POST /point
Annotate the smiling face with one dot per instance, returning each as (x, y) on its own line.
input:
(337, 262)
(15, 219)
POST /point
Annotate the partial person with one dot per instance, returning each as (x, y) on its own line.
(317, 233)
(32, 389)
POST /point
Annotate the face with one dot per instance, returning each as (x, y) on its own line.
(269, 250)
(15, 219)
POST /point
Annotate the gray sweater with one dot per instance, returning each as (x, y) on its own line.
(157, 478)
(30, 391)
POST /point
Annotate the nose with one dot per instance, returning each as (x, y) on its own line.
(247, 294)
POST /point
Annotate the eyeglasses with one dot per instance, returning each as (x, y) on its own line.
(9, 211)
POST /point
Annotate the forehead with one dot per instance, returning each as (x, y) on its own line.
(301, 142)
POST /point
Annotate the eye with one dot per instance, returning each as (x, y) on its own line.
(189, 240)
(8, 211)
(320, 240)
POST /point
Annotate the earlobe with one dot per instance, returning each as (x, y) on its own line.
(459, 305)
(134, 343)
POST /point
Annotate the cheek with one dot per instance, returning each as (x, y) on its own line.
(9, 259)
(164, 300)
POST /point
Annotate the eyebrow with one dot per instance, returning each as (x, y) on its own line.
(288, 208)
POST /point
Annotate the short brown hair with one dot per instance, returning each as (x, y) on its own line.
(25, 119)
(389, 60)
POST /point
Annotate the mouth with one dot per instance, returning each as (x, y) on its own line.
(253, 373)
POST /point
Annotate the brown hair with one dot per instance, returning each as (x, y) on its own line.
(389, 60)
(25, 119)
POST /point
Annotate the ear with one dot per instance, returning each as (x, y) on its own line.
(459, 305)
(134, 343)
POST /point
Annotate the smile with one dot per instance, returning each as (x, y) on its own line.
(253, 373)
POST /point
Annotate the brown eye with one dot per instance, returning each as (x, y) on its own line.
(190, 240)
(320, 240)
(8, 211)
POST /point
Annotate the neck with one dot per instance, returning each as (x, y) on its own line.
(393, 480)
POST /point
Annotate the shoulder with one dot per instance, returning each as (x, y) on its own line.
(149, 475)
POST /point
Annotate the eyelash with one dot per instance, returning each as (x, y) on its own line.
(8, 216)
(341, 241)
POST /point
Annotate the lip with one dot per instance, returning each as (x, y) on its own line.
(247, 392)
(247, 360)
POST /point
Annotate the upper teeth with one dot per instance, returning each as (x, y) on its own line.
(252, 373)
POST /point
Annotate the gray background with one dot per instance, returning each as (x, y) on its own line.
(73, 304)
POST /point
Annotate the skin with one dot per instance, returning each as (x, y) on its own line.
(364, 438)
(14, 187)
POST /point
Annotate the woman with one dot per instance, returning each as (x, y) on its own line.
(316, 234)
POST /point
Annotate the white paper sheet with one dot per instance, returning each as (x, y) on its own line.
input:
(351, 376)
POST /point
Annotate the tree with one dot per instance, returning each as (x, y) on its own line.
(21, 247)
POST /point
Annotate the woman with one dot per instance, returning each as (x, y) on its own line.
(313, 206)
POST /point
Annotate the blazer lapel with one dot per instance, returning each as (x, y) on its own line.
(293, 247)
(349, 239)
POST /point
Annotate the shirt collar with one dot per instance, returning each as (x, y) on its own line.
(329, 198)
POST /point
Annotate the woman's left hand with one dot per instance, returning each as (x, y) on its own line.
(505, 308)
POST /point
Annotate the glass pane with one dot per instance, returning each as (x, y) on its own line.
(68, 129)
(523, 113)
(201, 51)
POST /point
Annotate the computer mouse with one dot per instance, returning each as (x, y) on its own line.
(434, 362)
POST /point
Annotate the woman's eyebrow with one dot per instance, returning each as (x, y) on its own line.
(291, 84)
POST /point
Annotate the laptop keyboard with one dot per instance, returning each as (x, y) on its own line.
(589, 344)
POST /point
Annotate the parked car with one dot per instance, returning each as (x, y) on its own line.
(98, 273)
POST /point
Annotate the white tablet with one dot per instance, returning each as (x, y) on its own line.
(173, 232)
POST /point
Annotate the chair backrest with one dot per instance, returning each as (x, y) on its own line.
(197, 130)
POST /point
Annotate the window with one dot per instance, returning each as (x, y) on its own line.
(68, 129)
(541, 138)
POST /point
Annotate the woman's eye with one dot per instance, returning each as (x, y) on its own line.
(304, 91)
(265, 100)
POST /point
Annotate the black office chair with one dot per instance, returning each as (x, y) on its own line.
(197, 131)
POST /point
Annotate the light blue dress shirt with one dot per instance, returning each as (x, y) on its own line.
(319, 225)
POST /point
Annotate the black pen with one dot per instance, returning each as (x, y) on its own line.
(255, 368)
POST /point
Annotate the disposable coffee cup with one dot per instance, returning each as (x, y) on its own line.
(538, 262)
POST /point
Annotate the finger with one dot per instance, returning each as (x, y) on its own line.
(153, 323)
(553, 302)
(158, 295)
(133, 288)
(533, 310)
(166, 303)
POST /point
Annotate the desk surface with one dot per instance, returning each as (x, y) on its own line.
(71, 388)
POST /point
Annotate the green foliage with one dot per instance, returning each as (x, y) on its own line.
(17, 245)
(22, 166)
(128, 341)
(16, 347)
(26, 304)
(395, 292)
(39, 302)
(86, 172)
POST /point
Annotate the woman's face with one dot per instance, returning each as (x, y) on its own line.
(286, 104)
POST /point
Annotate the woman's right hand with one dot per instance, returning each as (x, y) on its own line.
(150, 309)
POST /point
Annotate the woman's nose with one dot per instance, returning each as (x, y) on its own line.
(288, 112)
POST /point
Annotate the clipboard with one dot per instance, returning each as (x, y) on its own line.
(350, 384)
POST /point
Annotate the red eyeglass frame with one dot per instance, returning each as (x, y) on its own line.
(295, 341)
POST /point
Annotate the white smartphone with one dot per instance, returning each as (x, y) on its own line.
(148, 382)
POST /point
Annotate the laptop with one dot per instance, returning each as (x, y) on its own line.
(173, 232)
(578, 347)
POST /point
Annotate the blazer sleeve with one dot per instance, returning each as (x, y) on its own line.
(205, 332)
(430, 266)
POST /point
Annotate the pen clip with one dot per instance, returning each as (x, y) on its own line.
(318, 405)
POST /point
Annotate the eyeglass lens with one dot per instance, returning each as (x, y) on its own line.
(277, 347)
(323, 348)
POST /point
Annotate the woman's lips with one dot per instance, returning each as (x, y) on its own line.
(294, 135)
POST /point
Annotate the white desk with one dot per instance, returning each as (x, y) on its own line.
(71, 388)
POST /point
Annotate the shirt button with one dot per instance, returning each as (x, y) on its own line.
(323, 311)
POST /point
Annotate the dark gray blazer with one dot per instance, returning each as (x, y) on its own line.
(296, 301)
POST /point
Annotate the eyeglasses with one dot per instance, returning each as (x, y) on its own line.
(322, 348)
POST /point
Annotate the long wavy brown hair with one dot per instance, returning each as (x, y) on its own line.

> **Work to be completed**:
Your task is to quote all of the data word for word.

> **Result of the exercise**:
POST /point
Annotate the smiling face with one dot per instance, returning each as (x, y) on its own line.
input:
(337, 262)
(15, 219)
POST /point
Annotate the partial person with one dot per instance, returning each as (x, y) on its own line.
(317, 233)
(32, 389)
POST /point
Annotate the face with one dot per instance, returning each as (x, y) on its own line.
(269, 250)
(15, 219)
POST /point
Annotate the gray sweater with one dot per instance, returning each as (x, y) on its own line.
(157, 478)
(30, 391)
POST /point
Annotate the nose with one dot per instance, returning each as (x, y) on its own line.
(247, 294)
POST /point
Annotate the eyeglasses with one dot per instance, returning each as (x, y) on its own line.
(9, 211)
POST /point
Annotate the forehead with one dot per instance, returning each as (x, y) on its own line.
(301, 142)
POST /point
Annotate the eye with one dot per instance, returning each as (x, y) on its own line.
(189, 240)
(8, 211)
(320, 240)
POST /point
Annotate the earlobe with one dot per instance, returning each as (x, y) on its own line.
(459, 305)
(134, 343)
POST /point
Annotate the cheek with one dot per instance, returning each as (x, y) on its own line.
(9, 259)
(164, 300)
POST /point
Annotate the eyebrow with one dot per instance, returning each as (x, y) on its own line.
(288, 208)
POST /point
Annotate the short brown hair with one dot per instance, returning each as (x, y) on its own line.
(25, 119)
(389, 60)
POST /point
Annotate the mouth with one dot per instance, returning each as (x, y) on its own line.
(253, 373)
POST /point
Annotate the brown hair with one dot per instance, returning each as (x, y) on its own line.
(389, 60)
(25, 119)
POST /point
Annotate the ear with one dot per instance, returning each as (x, y) on its own line.
(459, 305)
(134, 343)
POST /point
Annotate the smile with one dot per instance, returning each as (x, y) on its own line.
(253, 373)
POST /point
Annotate the brown eye with one dot per instance, returning each as (x, y) on its own line.
(190, 240)
(320, 240)
(8, 211)
POST /point
Annotate the neck with one dot per instance, returning each as (x, y) on its own line.
(393, 480)
POST /point
Annotate the shoulder with one dot per instance, returning each as (x, y) on its own line.
(149, 475)
POST /point
Annotate the eyelash with one dot per instance, returning each as (x, y) on its own line.
(8, 216)
(341, 241)
POST /point
Annotate the lip with one dot per instance, returning each as (x, y) on its own line.
(247, 392)
(247, 360)
POST /point
Annotate the upper teeth with one dot per instance, returning each as (x, y) on its own line.
(252, 373)
POST /point
Annotate the gray background with one dot per instance, returning each as (x, y) on its own line.
(73, 304)
POST /point
Annotate the skin with one dot per instance, returning each as (x, y) on its own line.
(364, 438)
(14, 187)
POST /point
Annotate the woman with one dot per instance, returning each as (x, y) on its own line.
(316, 234)
POST /point
Annotate the white paper sheet with one dot per instance, returning each as (x, y) on its own line.
input:
(351, 376)
POST /point
Annotate the tree with one dot per instance, returning each as (x, y) on its own line.
(21, 247)
POST /point
Annotate the woman with one dot per instance, returning each as (x, y) on its own line.
(313, 206)
POST /point
Annotate the blazer lapel with one dot per instance, returning each as (x, y) on its own line.
(293, 247)
(349, 239)
POST /point
Annotate the shirt collar with one dot per instance, returning each as (x, y) on its own line.
(329, 198)
POST /point
Annotate the woman's left hand with one dot per instance, returning each as (x, y) on its own line.
(505, 308)
POST /point
Annotate the glass pane with one dot per instance, returning each as (x, y) on its own line.
(68, 129)
(523, 113)
(201, 51)
POST /point
Annotate the computer mouse with one dot per instance, returning each as (x, y) on its own line.
(434, 362)
POST /point
Annotate the woman's eyebrow with one dot per instance, returning each as (x, y) on its own line.
(291, 84)
POST /point
Annotate the laptop keyboard with one dot per instance, returning each as (x, y) on its own line.
(589, 344)
POST /point
Annotate the parked car with one dot per instance, returning each as (x, y) on its own line.
(98, 273)
POST /point
Annotate the white tablet with one dot per instance, returning each as (x, y) on its own line.
(173, 232)
POST /point
Annotate the chair backrest with one dot per instance, returning each as (x, y) on its own line.
(197, 130)
POST /point
Annotate the window with one dot per instance, returning each as (x, y) on its own line.
(68, 129)
(541, 138)
POST /point
Annotate the woman's eye with one dot per instance, returning each as (x, y) on its own line.
(304, 91)
(265, 100)
POST /point
Annotate the black office chair with one dot per instance, returning each as (x, y) on its own line.
(197, 131)
POST /point
Annotate the light blue dress shirt with one dot per instance, returning each as (x, y) on its own line.
(319, 225)
POST /point
Annotate the black pen with one dot per instance, returning each as (x, y) on its own line.
(255, 368)
POST /point
Annotate the disposable coffee cup with one dot per instance, returning each as (x, y) on its own line.
(538, 262)
POST /point
Annotate the finger with one dot per instance, returning each as (x, y) on its own line.
(153, 323)
(553, 302)
(158, 295)
(133, 288)
(533, 310)
(166, 303)
POST /point
Annotate the desk surface with one dot per instance, returning each as (x, y) on its own line.
(71, 388)
POST /point
Annotate the green foliage with one dot per instance, returning each as (x, y) on its own line.
(17, 245)
(22, 166)
(128, 341)
(16, 347)
(26, 304)
(395, 292)
(39, 302)
(86, 172)
POST /point
Annotate the woman's face with one dot per instance, returning each as (x, y) on its own line.
(286, 104)
POST /point
Annotate the woman's right hand with one dot per instance, returning each as (x, y) on its own line.
(150, 309)
POST /point
Annotate the woman's nose with one dot per instance, returning each as (x, y) on its own line.
(288, 112)
POST /point
Annotate the clipboard with one dot per instance, returning each as (x, y) on its own line.
(350, 384)
POST /point
Annotate the red eyeglass frame with one dot per instance, returning each as (x, y) on its own line.
(295, 341)
POST /point
Annotate the white smartphone with one dot per instance, returning each as (x, y) on its own line.
(148, 382)
POST /point
Annotate the laptop with one dot per instance, returning each as (x, y) on its own line.
(173, 232)
(578, 347)
POST /point
Annotate the blazer sleeve with one dot per instance, returning each as (x, y) on its own line.
(205, 332)
(430, 266)
POST /point
Annotate the pen clip with one dot per instance, returning each as (x, y) on its own line.
(318, 405)
POST /point
Annotate the eyeglass lens with one dot per instance, returning each as (x, y) on its own line.
(277, 347)
(323, 348)
POST /point
Annotate the woman's lips with one dot per instance, returning each as (x, y) on its own line.
(294, 135)
POST /point
Annotate the white desk with one dot per instance, returning each as (x, y) on its own line.
(71, 388)
POST /point
Annotate the shirt button with one dot per instance, returning each as (x, y) on its own line.
(323, 311)
POST /point
Annotate the dark gray blazer with one dot per instance, returning each as (x, y) on its own line.
(296, 301)
POST /point
Annotate the eyeglasses with one dot per instance, returning each as (x, y) on its own line.
(322, 348)
POST /point
Annotate the long wavy brown hair with one dot per instance, returning each as (x, y) on its own line.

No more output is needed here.